Task list
(1) In the Cranberries post, in what year did the writer first hear the band?
(2) Rewrite the Cranberries post from "Like the pavlovian" through "paid and split.", inclusive, changing "niece" to "nephew".

Ugh, another loss.
As I mentioned on Facebook upon hearing the news, you can go ahead and revoke my music-snob card, but I will always stand by the Cranberries’ first EP, “Uncertain,” and the debut album. 1993’s Everybody Else is Doing It, Why Can’t We? I pretty much divested immediately after that record (for whatever reason, I was left quite cold by “Zombie” and everything after), but I’ll never part “Uncertain” and Everybody Else..
I first heard the Cranberries in 1991, via one of my old favorite manners of discovering new music. Remember that scene in “High Fidelity” wherein John Cusack’s character Rob slyly informs a co-worker that he’s about to sell multiple copies of an album by simply playing it in the store (in that instance, the band being the Beta Band)? That was pretty much the exact same scenario. My friend Sam and I were perusing the racks at Bleecker Street’s Rebel Rebel -- a shop I still very dearly miss -- when French Dave (he wasn’t actually French, but he usually copped such a service-with-a-sneer attitude that we felt he might as well be French) cued up a four-song E.P., filling the relatively intimate shop with the lilting sounds of a track called “Them.” Landing somewhere between the Cocteau Twins, the Smiths and the Sundays, the track was sparse, emotive, melancholy and ethereal. It was simply gorgeous.
Like the pavlovian dogs we were, we immediately asked French Dave who we were listening to (which doubtlessly rang a cha-ching! sound in his head). When he showed us the sleeve, Sam immediately said “I’ll take it,” remarking at how the cherubic tot on the cover looked so much like his niece, he figured it must be a sign. We paid and split.
Later that evening, Sam and I were holding court on the roof of his then-building at 64 Vestry Street in TriBeCa, drinking many beers and keeping amused by watching the cruising action on the West Side Highway (suffice to say, in 1991, the West Side Highway side of TriBeCa was a markedly different scene than it is today). On his boombox, we played the “Uncertain” EP repeatedly. So much so, that by the next day, I went back to French Dave’s and bought my own copy. I still have it. Once upon a time, the CD single (on indie Xeric records, no less) fetched a pretty penny, although I have no idea if that’s still the case.

Dataset rows
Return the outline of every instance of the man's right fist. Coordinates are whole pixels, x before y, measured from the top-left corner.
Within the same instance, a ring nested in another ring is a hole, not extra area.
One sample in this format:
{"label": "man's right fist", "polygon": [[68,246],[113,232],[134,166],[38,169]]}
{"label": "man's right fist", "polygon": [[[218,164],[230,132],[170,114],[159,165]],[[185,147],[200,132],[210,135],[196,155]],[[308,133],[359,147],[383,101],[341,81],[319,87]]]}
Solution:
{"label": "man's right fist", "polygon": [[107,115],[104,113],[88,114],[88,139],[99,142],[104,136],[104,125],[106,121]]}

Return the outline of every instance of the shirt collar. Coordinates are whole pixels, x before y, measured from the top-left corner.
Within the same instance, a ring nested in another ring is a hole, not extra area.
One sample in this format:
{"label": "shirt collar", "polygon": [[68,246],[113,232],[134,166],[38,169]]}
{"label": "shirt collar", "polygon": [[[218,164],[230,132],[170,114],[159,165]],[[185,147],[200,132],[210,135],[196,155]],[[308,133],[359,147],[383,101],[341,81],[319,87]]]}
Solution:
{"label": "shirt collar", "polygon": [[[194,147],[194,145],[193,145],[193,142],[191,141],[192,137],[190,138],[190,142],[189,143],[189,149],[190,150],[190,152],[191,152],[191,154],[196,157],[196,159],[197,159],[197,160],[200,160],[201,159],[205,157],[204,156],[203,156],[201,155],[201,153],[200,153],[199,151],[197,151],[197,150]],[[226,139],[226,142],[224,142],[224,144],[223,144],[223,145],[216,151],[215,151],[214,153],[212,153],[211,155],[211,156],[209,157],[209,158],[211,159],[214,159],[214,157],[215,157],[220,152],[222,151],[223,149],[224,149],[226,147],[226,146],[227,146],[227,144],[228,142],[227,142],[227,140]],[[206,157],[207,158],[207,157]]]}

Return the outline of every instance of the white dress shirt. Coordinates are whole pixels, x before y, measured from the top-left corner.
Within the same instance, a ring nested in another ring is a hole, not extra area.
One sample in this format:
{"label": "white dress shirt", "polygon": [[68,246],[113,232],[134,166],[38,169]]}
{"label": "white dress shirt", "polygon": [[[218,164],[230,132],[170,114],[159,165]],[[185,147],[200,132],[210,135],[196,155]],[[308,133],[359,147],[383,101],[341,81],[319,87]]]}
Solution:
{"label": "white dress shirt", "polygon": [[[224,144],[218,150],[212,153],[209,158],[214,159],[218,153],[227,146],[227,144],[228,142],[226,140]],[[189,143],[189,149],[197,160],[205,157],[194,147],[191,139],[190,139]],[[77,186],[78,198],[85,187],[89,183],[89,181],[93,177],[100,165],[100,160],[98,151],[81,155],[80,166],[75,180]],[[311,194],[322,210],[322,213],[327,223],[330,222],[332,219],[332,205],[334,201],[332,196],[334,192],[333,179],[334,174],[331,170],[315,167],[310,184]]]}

Solutions
(1) 1991

(2)
Like the pavlovian dogs we were, we immediately asked French Dave who we were listening to (which doubtlessly rang a cha-ching! sound in his head). When he showed us the sleeve, Sam immediately said “I’ll take it,” remarking at how the cherubic tot on the cover looked so much like his nephew, he figured it must be a sign. We paid and split.